(Dataset entries)
------------------------------

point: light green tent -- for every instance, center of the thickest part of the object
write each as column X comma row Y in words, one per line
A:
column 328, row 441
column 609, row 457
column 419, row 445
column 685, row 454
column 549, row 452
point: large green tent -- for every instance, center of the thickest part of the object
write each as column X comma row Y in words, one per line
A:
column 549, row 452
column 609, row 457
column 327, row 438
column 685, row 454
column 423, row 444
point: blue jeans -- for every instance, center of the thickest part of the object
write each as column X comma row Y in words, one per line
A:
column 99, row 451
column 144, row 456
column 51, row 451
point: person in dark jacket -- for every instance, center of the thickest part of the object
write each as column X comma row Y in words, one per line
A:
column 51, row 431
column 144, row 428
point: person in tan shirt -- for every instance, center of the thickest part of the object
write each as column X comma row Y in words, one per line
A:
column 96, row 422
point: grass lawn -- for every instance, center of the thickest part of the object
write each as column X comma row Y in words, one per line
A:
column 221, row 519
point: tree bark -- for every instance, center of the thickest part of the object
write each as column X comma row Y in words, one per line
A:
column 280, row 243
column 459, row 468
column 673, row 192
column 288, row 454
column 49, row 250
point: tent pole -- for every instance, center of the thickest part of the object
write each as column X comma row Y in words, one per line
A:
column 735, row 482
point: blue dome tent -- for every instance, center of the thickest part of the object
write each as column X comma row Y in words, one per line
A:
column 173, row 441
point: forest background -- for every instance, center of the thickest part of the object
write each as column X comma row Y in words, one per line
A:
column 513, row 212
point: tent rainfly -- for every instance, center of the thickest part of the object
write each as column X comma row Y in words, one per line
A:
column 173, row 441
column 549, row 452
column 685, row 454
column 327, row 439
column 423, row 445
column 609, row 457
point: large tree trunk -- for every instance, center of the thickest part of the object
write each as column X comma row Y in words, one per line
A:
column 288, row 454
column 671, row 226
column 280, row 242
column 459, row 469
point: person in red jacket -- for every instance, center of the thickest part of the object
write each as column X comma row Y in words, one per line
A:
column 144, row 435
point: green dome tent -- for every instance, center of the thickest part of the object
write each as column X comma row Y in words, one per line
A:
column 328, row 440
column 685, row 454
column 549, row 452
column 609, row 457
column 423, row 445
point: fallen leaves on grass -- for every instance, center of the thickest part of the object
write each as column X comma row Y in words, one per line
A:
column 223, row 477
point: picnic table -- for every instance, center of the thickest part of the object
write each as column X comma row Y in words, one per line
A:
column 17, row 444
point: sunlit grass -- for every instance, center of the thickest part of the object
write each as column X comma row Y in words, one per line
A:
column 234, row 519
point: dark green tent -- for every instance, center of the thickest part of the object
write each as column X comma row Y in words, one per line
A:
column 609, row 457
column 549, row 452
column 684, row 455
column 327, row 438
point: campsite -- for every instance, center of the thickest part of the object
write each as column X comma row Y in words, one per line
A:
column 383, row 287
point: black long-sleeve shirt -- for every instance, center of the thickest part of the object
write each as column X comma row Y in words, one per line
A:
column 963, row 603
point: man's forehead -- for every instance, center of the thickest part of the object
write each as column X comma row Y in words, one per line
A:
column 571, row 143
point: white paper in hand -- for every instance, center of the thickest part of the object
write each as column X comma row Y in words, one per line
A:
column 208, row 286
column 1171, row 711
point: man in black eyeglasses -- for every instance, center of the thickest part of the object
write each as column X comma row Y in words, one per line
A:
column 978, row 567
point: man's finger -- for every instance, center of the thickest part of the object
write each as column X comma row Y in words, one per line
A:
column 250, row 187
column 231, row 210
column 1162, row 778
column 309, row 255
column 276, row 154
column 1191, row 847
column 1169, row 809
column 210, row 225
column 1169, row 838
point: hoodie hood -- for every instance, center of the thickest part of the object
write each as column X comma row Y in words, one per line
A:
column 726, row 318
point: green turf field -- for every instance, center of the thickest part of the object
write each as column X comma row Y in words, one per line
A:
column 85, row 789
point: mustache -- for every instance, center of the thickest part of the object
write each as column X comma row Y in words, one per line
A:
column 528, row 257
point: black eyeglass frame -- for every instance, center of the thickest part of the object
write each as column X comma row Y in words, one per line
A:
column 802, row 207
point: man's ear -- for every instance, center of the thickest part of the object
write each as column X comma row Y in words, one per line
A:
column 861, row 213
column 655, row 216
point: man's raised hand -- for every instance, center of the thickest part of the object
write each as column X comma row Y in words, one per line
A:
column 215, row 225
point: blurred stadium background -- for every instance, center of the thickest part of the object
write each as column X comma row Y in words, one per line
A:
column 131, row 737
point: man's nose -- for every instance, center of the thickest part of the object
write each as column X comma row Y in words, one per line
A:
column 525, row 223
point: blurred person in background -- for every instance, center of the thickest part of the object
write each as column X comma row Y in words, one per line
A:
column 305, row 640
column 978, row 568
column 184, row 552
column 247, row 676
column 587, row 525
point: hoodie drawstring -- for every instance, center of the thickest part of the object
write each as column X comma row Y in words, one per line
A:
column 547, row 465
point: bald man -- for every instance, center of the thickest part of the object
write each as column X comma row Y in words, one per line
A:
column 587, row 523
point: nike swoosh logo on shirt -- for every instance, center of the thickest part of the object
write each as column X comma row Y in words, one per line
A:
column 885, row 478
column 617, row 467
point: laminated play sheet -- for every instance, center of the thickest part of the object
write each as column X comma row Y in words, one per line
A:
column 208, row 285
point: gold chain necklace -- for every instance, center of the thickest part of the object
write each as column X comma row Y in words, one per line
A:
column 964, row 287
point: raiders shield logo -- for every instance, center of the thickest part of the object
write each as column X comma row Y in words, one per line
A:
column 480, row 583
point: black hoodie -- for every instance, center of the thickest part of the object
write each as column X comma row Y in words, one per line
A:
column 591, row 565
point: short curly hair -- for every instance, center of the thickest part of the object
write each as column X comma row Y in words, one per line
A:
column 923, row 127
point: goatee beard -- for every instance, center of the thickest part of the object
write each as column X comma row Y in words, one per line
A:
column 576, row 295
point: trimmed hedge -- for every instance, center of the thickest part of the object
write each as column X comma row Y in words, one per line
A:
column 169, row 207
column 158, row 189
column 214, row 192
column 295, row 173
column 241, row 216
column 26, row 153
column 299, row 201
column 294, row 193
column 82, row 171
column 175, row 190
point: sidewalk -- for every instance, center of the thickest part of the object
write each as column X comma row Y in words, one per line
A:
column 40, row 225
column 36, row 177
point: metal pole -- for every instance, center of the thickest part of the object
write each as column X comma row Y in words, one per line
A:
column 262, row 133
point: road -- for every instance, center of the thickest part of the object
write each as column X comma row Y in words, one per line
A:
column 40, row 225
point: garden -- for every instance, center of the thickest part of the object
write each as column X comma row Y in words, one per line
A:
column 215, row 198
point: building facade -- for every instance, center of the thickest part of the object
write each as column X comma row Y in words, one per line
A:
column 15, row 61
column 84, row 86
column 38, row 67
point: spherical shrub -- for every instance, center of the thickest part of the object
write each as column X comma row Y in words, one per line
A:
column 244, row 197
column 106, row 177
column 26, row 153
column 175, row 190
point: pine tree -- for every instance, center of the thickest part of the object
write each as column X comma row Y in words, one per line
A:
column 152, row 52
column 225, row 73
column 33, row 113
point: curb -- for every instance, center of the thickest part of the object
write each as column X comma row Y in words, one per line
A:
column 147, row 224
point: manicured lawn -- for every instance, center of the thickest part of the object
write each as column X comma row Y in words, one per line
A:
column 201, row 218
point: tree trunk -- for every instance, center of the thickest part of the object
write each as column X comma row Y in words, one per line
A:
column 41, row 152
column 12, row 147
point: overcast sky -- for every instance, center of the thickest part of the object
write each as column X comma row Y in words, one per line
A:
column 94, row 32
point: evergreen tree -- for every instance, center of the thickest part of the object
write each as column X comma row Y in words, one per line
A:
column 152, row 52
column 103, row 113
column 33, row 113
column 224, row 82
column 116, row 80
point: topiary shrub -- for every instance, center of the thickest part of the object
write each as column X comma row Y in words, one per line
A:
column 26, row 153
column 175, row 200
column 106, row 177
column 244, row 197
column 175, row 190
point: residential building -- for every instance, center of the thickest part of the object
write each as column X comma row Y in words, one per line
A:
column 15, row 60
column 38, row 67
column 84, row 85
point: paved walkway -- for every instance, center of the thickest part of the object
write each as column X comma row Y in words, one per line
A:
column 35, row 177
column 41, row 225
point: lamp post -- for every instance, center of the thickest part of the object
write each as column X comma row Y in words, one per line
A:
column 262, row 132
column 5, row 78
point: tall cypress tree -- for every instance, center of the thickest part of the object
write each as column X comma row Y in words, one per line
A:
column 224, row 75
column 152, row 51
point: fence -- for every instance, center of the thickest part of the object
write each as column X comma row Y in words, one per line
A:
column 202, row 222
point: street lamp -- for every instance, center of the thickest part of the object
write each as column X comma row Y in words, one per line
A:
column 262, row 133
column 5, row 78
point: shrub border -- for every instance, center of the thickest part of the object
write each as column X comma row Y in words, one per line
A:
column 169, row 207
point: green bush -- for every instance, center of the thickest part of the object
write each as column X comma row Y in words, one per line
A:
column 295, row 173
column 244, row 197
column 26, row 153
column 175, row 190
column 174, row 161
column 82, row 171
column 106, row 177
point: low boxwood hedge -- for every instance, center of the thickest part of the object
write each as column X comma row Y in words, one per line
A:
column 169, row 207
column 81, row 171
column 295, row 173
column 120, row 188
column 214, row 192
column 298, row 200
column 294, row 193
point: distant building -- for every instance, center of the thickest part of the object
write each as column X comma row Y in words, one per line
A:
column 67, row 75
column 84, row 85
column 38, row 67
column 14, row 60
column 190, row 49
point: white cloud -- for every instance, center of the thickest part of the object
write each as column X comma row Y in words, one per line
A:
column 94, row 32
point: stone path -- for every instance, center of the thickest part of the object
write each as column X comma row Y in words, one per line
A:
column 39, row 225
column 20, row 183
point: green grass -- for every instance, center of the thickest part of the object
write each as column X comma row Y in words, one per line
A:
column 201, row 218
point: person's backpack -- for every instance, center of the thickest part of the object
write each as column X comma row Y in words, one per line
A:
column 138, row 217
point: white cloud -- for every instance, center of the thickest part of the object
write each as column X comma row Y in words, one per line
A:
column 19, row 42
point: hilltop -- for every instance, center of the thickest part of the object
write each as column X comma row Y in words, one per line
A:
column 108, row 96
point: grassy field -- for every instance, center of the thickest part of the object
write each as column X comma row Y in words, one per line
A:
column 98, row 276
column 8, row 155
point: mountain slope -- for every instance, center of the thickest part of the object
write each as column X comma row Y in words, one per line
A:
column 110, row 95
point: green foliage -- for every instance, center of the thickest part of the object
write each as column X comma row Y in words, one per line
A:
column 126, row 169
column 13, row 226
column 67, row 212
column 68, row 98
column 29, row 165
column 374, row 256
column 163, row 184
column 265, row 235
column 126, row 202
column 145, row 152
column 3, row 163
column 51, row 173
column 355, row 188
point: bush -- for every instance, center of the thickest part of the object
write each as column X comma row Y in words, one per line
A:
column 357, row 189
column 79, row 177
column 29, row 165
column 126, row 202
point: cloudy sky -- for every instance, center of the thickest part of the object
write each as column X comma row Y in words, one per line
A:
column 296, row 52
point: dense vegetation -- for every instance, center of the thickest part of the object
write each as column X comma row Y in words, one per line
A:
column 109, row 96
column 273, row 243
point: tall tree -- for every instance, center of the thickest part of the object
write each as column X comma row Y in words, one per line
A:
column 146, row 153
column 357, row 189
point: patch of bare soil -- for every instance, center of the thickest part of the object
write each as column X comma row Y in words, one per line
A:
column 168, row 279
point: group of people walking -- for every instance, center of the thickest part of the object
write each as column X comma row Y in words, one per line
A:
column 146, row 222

------------------------------

__Prompt__
For every line of the records that has the word "bush" in it, make a copy.

__Solution to this task__
point: green bush -- for every instance, center of the thickest part of the object
point: bush -- for every instance, center of the thickest part of the object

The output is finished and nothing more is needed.